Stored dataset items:
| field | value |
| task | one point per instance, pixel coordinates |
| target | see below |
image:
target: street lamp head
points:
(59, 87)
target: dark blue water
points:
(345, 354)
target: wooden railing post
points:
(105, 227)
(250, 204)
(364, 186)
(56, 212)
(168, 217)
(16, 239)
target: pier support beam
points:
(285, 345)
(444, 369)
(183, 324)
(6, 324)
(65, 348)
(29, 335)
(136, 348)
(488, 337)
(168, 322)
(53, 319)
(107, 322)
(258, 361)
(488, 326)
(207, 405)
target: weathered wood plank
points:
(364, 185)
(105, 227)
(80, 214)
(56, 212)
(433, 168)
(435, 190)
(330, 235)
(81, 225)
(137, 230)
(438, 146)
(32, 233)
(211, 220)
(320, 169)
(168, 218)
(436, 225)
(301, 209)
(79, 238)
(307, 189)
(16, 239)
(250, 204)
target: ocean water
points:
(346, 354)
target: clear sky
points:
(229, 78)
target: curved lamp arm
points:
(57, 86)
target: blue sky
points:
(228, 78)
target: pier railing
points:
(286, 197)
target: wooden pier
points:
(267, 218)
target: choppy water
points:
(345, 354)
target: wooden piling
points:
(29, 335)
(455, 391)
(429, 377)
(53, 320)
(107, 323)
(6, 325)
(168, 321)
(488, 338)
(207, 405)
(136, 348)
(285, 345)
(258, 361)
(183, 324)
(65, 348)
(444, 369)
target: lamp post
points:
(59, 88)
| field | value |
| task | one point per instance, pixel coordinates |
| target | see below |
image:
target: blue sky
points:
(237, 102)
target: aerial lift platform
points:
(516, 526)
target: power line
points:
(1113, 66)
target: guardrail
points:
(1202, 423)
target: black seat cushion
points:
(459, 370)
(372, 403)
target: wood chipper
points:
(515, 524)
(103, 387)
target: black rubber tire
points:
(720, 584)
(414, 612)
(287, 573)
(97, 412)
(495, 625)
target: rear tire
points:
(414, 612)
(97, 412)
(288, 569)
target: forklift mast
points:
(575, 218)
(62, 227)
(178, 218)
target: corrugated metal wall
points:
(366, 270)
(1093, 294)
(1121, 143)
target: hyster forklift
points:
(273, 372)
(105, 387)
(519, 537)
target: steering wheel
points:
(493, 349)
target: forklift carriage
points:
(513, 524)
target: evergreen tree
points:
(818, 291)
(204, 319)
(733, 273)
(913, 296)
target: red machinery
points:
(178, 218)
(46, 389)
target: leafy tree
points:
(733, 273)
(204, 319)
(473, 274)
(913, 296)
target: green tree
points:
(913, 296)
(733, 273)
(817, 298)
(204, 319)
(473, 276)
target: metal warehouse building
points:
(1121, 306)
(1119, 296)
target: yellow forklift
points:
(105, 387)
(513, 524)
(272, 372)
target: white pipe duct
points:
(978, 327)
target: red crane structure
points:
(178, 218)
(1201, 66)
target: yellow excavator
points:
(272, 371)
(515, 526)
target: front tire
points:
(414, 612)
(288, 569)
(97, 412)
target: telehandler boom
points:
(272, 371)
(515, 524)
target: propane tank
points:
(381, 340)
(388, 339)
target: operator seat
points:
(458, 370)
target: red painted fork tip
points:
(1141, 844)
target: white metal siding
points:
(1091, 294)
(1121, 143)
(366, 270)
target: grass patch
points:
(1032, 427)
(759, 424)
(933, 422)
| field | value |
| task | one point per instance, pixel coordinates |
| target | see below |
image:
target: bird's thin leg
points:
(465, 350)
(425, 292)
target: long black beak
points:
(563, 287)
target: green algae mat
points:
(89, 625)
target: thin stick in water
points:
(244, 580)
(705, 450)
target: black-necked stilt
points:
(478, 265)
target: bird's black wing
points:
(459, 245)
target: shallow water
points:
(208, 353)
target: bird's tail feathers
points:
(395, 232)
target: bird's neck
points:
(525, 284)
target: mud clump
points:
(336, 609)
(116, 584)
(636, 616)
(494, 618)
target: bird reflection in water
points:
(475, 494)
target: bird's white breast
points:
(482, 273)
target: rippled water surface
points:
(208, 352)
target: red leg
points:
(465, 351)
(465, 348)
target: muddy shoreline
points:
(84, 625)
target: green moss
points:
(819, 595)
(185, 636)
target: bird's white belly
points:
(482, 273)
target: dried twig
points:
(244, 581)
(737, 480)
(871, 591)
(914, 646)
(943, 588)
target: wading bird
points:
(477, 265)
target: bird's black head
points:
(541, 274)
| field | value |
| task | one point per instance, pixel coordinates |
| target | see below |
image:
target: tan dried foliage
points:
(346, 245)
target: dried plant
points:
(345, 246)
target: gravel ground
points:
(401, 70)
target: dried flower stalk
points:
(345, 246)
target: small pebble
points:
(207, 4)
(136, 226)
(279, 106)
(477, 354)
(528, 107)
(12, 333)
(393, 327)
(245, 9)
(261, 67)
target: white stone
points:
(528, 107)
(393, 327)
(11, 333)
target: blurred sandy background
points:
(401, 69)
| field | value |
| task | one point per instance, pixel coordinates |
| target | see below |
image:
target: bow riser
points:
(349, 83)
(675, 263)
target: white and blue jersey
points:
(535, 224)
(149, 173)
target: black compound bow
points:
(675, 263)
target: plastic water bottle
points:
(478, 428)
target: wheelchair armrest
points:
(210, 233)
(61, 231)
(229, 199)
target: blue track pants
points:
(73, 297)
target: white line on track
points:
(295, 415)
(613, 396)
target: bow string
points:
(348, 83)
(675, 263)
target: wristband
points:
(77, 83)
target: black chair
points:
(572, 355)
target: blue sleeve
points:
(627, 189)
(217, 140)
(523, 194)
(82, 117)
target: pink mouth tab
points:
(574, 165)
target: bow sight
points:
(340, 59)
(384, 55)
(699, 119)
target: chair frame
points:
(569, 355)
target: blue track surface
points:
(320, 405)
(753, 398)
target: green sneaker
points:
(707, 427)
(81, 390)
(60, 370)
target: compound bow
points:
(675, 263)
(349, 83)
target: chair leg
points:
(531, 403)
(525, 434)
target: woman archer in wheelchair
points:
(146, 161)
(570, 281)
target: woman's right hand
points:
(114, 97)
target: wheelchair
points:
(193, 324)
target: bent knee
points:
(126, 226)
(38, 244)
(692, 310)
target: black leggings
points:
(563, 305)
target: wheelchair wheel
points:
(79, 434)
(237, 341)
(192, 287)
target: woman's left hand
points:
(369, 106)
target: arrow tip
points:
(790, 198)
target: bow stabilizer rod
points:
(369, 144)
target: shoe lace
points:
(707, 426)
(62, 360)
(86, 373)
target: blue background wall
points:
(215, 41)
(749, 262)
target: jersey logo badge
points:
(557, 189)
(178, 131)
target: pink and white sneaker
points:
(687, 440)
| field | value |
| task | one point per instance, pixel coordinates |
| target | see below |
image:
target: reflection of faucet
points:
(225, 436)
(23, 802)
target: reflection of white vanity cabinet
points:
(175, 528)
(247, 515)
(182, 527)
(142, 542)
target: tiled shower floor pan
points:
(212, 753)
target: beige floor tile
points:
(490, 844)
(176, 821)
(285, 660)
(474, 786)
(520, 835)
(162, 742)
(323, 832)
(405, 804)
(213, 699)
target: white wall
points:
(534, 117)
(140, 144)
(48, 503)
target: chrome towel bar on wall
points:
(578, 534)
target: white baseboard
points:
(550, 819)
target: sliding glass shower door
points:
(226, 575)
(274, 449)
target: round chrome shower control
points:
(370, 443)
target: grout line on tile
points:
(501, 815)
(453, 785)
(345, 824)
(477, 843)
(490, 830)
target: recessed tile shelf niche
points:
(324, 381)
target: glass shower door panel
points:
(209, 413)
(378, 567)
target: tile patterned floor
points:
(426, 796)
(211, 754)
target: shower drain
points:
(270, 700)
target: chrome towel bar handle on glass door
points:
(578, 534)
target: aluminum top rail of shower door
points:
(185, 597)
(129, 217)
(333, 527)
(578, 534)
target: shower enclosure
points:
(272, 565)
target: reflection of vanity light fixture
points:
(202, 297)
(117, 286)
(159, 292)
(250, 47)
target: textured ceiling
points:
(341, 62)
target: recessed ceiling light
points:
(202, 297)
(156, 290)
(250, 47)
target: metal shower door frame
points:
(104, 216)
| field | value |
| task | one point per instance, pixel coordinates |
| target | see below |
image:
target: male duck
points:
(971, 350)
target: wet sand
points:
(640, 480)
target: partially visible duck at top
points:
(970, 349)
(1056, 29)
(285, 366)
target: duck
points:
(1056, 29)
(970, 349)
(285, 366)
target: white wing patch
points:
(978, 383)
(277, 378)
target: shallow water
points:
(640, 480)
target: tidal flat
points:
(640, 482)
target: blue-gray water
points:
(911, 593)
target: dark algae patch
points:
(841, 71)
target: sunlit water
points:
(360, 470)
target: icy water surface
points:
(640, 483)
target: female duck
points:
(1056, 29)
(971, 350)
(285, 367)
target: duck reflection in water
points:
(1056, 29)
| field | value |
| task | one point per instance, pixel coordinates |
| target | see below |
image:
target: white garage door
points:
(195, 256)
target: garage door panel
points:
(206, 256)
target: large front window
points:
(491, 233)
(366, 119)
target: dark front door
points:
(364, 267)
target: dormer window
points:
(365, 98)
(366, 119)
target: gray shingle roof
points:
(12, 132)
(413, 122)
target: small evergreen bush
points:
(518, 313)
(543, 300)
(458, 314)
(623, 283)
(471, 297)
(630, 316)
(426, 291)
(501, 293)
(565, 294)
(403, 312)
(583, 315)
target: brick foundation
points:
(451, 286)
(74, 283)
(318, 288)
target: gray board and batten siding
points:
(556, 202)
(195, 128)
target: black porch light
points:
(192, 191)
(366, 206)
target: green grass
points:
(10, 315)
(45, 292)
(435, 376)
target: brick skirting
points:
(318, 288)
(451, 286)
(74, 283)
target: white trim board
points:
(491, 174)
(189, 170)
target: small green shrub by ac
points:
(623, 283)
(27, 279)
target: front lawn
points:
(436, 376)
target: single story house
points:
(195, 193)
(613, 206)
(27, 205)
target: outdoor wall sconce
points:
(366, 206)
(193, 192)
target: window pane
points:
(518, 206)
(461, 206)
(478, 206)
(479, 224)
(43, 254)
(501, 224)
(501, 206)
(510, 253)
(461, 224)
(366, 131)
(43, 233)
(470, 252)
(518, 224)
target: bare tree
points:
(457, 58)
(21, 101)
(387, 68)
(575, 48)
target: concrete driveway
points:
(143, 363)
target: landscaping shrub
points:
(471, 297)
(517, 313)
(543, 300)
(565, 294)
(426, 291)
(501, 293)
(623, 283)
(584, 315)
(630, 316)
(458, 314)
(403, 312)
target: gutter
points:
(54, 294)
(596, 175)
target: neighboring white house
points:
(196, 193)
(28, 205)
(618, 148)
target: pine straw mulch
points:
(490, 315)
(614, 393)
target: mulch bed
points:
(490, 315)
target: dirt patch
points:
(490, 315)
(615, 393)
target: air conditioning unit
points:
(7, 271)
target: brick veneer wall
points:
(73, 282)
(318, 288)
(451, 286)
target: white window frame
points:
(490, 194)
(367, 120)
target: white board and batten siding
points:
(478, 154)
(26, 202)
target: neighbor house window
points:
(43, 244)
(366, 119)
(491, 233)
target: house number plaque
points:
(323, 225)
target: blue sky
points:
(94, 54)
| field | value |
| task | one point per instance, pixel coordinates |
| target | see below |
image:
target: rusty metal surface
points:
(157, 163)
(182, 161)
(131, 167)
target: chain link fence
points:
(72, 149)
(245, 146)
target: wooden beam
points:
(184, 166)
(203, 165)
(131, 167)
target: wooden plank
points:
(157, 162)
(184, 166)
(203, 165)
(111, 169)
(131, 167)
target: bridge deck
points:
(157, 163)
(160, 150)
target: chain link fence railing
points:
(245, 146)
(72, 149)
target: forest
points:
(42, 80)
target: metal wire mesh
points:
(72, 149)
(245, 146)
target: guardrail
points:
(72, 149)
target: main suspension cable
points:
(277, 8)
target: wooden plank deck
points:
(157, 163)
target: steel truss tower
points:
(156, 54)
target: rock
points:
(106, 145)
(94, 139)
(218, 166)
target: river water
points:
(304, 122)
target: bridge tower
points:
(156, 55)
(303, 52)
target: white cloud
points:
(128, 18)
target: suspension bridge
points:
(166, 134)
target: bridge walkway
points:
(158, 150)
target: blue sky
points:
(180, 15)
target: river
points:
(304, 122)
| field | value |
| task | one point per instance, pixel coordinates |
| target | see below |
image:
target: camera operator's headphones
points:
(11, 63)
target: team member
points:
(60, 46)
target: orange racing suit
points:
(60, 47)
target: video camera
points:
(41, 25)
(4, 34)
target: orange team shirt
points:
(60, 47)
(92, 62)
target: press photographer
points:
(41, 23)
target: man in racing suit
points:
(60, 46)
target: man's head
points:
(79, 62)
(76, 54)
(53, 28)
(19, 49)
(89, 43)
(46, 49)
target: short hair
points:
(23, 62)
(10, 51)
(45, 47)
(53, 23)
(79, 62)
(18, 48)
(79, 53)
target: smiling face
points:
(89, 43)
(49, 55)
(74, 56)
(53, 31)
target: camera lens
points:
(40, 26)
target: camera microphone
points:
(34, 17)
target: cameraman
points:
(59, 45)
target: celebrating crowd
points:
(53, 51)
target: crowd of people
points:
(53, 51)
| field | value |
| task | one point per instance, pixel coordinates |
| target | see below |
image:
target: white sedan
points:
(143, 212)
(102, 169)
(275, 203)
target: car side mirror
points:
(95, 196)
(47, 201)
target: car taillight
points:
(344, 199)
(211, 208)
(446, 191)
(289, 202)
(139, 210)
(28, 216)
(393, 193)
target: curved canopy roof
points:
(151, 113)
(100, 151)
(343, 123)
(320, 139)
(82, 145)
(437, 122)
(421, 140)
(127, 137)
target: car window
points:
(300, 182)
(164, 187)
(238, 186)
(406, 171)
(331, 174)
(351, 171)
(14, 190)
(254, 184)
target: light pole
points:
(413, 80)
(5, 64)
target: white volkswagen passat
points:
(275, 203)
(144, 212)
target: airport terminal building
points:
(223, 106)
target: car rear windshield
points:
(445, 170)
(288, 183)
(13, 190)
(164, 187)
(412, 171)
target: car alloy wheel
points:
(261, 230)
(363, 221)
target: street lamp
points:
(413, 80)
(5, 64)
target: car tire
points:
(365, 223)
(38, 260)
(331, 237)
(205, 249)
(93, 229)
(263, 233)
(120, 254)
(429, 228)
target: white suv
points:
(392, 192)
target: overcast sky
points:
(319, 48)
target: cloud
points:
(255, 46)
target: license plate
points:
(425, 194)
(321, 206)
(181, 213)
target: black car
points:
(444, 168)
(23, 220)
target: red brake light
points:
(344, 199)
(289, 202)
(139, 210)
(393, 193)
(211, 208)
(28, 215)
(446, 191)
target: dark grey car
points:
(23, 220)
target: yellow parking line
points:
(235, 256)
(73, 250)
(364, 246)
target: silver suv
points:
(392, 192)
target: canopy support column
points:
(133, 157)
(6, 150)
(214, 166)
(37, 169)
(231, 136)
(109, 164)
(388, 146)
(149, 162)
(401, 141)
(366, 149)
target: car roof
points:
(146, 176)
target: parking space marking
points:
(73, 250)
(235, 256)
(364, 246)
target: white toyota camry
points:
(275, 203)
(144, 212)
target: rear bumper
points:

■ What is being asked ■
Please update everything in the listing from the line containing "target: black seat cushion" down to the line containing "(1119, 296)", replacing "tree" with "shrub" and leaving everything else unchanged.

■ Answer to this exercise ■
target: black seat cushion
points:
(459, 370)
(372, 403)
target: wood chipper
points:
(515, 524)
(103, 387)
target: black rubber tire
points:
(720, 584)
(414, 612)
(287, 573)
(97, 412)
(495, 625)
target: rear tire
points:
(414, 612)
(97, 412)
(288, 569)
target: forklift mast
points:
(575, 218)
(62, 227)
(178, 218)
target: corrugated metal wall
points:
(366, 270)
(1093, 294)
(1121, 143)
target: hyster forklift
points:
(273, 372)
(105, 387)
(519, 537)
target: steering wheel
points:
(493, 349)
target: forklift carriage
points:
(513, 524)
target: evergreen shrub
points:
(818, 291)
(204, 319)
(733, 273)
(913, 296)
target: red machinery
points:
(178, 218)
(46, 389)
target: leafy shrub
points:
(733, 273)
(204, 319)
(473, 274)
(913, 296)
target: green shrub
points:
(913, 296)
(733, 273)
(817, 298)
(204, 319)
(473, 276)
target: metal warehouse building
points:
(1121, 306)
(1119, 296)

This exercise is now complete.